Exercise objective - Put the material from the line containing "--target=stone column --mode=segment" through the line containing "[[[129,95],[128,94],[124,95],[124,104],[129,105]]]", both included, into a JSON list of strings with one string per line and no blank lines.

■ ■ ■ ■

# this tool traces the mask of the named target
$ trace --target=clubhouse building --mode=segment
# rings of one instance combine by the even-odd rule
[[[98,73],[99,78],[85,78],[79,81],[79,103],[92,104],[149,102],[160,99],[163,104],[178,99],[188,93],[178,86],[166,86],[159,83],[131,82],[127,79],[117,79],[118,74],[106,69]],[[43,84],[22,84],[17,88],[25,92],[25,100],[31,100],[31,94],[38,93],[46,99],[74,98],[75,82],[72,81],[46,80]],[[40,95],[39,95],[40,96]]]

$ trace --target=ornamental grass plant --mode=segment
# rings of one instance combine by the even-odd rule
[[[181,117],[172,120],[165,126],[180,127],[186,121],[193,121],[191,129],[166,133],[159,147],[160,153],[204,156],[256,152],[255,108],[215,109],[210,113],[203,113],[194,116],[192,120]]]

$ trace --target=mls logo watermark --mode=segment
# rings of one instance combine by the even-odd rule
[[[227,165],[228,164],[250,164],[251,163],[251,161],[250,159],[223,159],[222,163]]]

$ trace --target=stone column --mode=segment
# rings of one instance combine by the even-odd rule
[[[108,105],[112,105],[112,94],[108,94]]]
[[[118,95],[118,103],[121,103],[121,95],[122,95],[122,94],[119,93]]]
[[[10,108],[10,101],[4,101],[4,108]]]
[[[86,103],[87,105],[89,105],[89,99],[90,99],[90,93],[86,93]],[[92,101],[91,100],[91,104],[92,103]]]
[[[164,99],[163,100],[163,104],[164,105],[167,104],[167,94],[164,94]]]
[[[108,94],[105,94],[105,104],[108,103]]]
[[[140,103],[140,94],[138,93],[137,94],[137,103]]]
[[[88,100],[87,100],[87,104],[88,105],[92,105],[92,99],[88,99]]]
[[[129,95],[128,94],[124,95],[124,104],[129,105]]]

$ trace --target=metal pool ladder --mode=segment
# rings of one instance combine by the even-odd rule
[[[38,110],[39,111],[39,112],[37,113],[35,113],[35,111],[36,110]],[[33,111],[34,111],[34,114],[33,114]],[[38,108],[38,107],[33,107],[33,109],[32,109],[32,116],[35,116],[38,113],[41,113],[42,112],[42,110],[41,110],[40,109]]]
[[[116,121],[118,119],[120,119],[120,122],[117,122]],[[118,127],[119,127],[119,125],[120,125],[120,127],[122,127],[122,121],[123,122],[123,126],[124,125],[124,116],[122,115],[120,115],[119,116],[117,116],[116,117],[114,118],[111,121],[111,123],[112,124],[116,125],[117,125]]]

■ ■ ■ ■

Task answer -
[
  "$ trace --target=stone column --mode=segment",
  "# rings of one instance combine by the even-odd rule",
  "[[[108,105],[112,105],[112,94],[108,94]]]",
  "[[[118,95],[118,103],[121,103],[121,95],[122,95],[122,94],[119,93]]]",
  "[[[10,108],[10,101],[4,101],[4,108]]]",
  "[[[86,103],[87,105],[89,105],[89,99],[90,99],[90,93],[86,93]],[[92,101],[91,100],[91,104],[92,103]]]",
  "[[[164,99],[163,100],[163,104],[164,105],[167,104],[167,94],[164,94]]]",
  "[[[108,94],[105,94],[105,104],[108,103]]]",
  "[[[140,103],[140,94],[138,93],[137,94],[137,103]]]",
  "[[[88,100],[87,100],[87,104],[88,105],[92,105],[92,99],[88,99]]]",
  "[[[129,95],[128,94],[124,95],[124,104],[129,105]]]"
]